• [ЗАДАНИЕ]:
Согласуются ли с отрывком о матери следующие утверждения? 1. Перед смертью мать лежала в больнице водников. 2. Рассказчик окончил школу с серебряной медалью. 3. Мать считала женитьбу сына своевременной. На каждое ответьте «да» или «нет» и дословно приведите решающие слова отрывка.

• [ФРАГМЕНТ ДОКУМЕНТА]:
========================

Последние годы жизни мама неважно себя чувствовала, была гипертония, сердце прихватывало. Когда за несколько дней до смерти её госпитализировали в больницу водников, рядом с домом, где я жил, мы приносили ей покушать. Я организовал ей консультацию профессора, она получала все необходимые лекарства. О том, как у неё случился инсульт, я узнал от своей тети Нины, той самой, что жила у нас в Херпучах. Она в то утро пришла навестить старшую сестру в больнице. Палата была на первом этаже, и окно выходило на улицу, по которой я на машине поехал на работу. Она увидела и сказала Нине: «Вон Саша поехал на работу», и тут же упала на кровать. Все, больше в сознание она не приходила. Кровоизлияние произошло в жизненно-важный  центр головного мозга.  Вот и получается, что последнее, что она видела в своей жизни, это меня в окне автомобиля.

К сожалению, я немало огорчал свою маму.  В школе «четверкой» по химии,  из-за инцидента на уроке химии мне снизили оценку. И вместо серебряной медали за школу и сдачи всего одного экзамена на вступительных в любой ВУЗ, мне пришлось сдавать все экзамены. Но зато я порадовал родителей тем, что единственный из юношей, поступавших в Хабаровский мединститут  в 1965 году, получил «отлично» по всем предметам.  Огорчила её и моя преждевременная, по её мнению, женитьба. Да и моя служба на подводной лодке добавила ей немало седых волос.  Поэтому я старался после возвращения с моря звонить родителям, и сообщать, что у меня все нормально.

========================

• [ДАННЫЕ]:
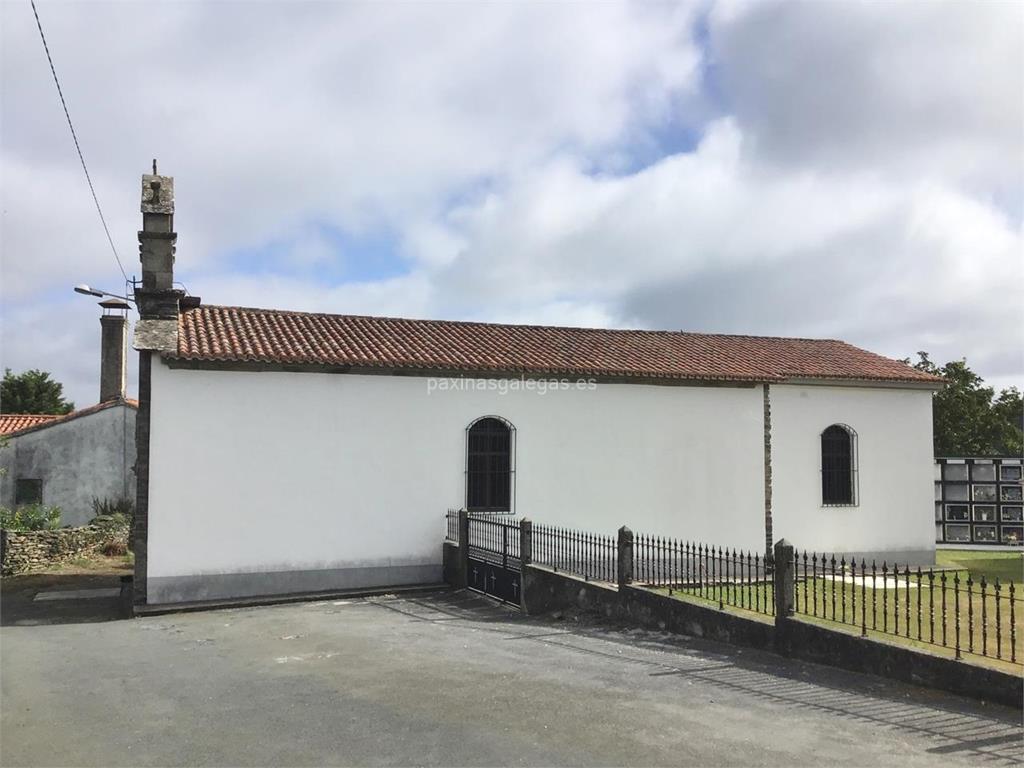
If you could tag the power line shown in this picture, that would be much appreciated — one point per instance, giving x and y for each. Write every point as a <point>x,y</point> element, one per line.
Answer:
<point>74,135</point>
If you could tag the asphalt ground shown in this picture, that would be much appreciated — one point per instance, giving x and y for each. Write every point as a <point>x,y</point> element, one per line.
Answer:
<point>445,679</point>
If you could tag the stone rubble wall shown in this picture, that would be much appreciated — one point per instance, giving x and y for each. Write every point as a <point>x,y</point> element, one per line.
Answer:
<point>37,550</point>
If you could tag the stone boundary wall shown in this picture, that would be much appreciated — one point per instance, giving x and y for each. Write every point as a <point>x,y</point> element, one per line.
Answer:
<point>24,552</point>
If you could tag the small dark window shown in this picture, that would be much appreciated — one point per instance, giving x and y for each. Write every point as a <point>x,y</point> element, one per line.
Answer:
<point>488,467</point>
<point>28,492</point>
<point>838,465</point>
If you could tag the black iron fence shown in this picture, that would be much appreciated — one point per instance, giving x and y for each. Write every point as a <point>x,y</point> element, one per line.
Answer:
<point>929,606</point>
<point>495,539</point>
<point>726,577</point>
<point>938,607</point>
<point>592,556</point>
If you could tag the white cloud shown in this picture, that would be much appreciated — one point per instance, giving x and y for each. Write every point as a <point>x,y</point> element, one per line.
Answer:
<point>860,170</point>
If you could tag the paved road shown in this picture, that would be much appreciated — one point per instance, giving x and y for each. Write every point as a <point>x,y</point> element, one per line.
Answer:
<point>451,679</point>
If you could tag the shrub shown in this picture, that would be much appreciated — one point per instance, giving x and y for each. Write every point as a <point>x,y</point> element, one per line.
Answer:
<point>30,517</point>
<point>120,510</point>
<point>115,548</point>
<point>122,505</point>
<point>117,520</point>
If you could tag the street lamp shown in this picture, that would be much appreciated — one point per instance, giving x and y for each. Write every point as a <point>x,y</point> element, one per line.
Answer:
<point>89,291</point>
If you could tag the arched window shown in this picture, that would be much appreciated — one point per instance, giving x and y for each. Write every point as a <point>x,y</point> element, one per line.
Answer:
<point>839,466</point>
<point>488,466</point>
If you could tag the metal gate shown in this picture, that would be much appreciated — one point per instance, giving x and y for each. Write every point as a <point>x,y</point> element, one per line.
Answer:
<point>494,557</point>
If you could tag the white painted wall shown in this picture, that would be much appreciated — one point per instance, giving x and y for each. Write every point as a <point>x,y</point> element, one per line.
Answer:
<point>895,507</point>
<point>87,457</point>
<point>285,471</point>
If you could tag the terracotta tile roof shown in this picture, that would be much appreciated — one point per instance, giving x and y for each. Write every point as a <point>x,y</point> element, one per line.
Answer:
<point>17,423</point>
<point>13,422</point>
<point>245,335</point>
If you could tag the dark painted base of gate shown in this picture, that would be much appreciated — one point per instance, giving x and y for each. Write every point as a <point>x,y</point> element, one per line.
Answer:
<point>495,581</point>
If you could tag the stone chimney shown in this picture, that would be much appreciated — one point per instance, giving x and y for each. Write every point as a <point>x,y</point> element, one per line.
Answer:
<point>157,298</point>
<point>113,350</point>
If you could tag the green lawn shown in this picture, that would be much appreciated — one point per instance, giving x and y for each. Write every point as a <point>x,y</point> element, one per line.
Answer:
<point>1007,566</point>
<point>912,616</point>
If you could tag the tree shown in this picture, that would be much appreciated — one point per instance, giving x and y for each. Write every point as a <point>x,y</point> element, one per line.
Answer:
<point>32,392</point>
<point>969,419</point>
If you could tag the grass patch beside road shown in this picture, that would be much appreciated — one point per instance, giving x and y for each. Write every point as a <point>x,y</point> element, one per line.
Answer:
<point>1007,566</point>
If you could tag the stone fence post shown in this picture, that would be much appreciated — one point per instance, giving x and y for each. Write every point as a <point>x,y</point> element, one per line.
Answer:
<point>784,587</point>
<point>625,563</point>
<point>463,569</point>
<point>525,541</point>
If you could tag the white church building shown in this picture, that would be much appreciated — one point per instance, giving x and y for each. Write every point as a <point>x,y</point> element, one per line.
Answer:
<point>284,452</point>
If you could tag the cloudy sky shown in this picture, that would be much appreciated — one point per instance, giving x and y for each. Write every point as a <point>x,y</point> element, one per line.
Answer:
<point>824,169</point>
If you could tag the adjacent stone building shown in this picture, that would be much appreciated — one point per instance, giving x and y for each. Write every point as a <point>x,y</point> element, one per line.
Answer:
<point>68,461</point>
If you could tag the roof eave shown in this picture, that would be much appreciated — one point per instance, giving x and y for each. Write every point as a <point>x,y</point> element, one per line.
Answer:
<point>932,386</point>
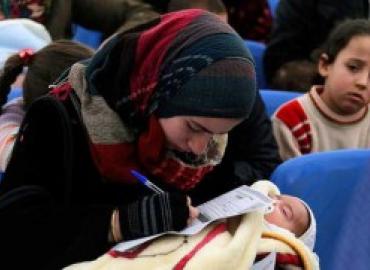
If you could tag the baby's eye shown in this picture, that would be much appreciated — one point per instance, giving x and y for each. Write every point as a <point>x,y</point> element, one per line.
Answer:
<point>194,128</point>
<point>353,67</point>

========================

• [ОТВЕТ]:
1. Да: «её госпитализировали в больницу водников».
2. Нет: «И вместо серебряной медали за школу и сдачи всего одного экзамена на вступительных в любой ВУЗ, мне пришлось сдавать все экзамены».
3. Нет: «Огорчила её и моя преждевременная, по её мнению, женитьба».